■ **Goals**:
1. According to the Ruffo biography, what award did the City of Kingston give Ruffo in 2017?
2. Print the Ruffo biography from "In the past, Ruffo" up to and including "in Indigenous Literature.".

■ **Supplied passage**:
--- BEGIN ---
Armand Garnet Ruffo (born in Chapleau, Ontario) is a Canadian scholar, filmmaker, writer and poet of Anishinaabe-Ojibwe ancestry. He is a member of the Chapleau (Fox Lake) Cree First Nation.

Life
Since receiving degrees from York University, the University of Ottawa, and the University of Windsor,  he has worked primarily as a scholar, teacher and writer.  His scholarly and creative writing has appeared in numerous literary anthologies and journals.

In the past, Ruffo has taught creative writing at the Banff Centre for the Arts, in addition to Indigenous literature, at the En'owkin International School of Writing in Penticton, B.C., and at Carleton University in Ottawa.  He currently resides in Kingston, Ontario, and teaches at Queen's University where he is the Queen's National Scholar in Indigenous Literature.

In 2014, Ruffo was awarded the Archibald Lampman Award for his poetry and was later nominated for the Governor General’s Literary Award in 2015. In 2017, Ruffo was awarded the Mayor's Arts Award by the City of Kingston for his publications.

His newest poetry book, TREATY#, was published in March 2019. Ruffo was nominated for the Governor General's Literary Award for Poetry.
--- END ---
■ **Data excerpts**:
--- BEGIN ---
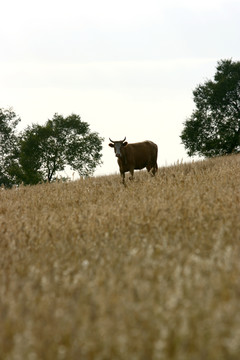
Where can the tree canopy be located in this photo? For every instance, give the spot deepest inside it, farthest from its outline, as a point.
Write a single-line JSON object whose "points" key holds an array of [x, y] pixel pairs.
{"points": [[214, 126], [43, 150], [8, 145]]}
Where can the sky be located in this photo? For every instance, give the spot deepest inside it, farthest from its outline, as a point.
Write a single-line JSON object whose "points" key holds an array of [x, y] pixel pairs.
{"points": [[128, 67]]}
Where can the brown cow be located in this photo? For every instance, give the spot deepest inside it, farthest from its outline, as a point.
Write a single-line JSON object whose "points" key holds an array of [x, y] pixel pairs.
{"points": [[135, 156]]}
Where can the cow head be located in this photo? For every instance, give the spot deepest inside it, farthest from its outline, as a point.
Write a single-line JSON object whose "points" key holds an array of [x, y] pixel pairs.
{"points": [[118, 145]]}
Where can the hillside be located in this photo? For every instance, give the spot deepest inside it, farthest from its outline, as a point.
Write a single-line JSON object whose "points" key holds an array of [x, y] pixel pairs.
{"points": [[93, 270]]}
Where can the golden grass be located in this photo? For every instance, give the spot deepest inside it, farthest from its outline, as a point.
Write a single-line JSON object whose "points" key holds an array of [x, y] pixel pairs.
{"points": [[94, 270]]}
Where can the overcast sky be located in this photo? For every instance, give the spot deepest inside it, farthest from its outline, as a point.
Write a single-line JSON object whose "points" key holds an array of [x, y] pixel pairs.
{"points": [[127, 67]]}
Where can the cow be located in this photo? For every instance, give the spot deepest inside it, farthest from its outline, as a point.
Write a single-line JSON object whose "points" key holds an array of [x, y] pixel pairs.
--- END ---
■ **Response list**:
1. The Mayor's Arts Award

2.
In the past, Ruffo has taught creative writing at the Banff Centre for the Arts, in addition to Indigenous literature, at the En'owkin International School of Writing in Penticton, B.C., and at Carleton University in Ottawa.  He currently resides in Kingston, Ontario, and teaches at Queen's University where he is the Queen's National Scholar in Indigenous Literature.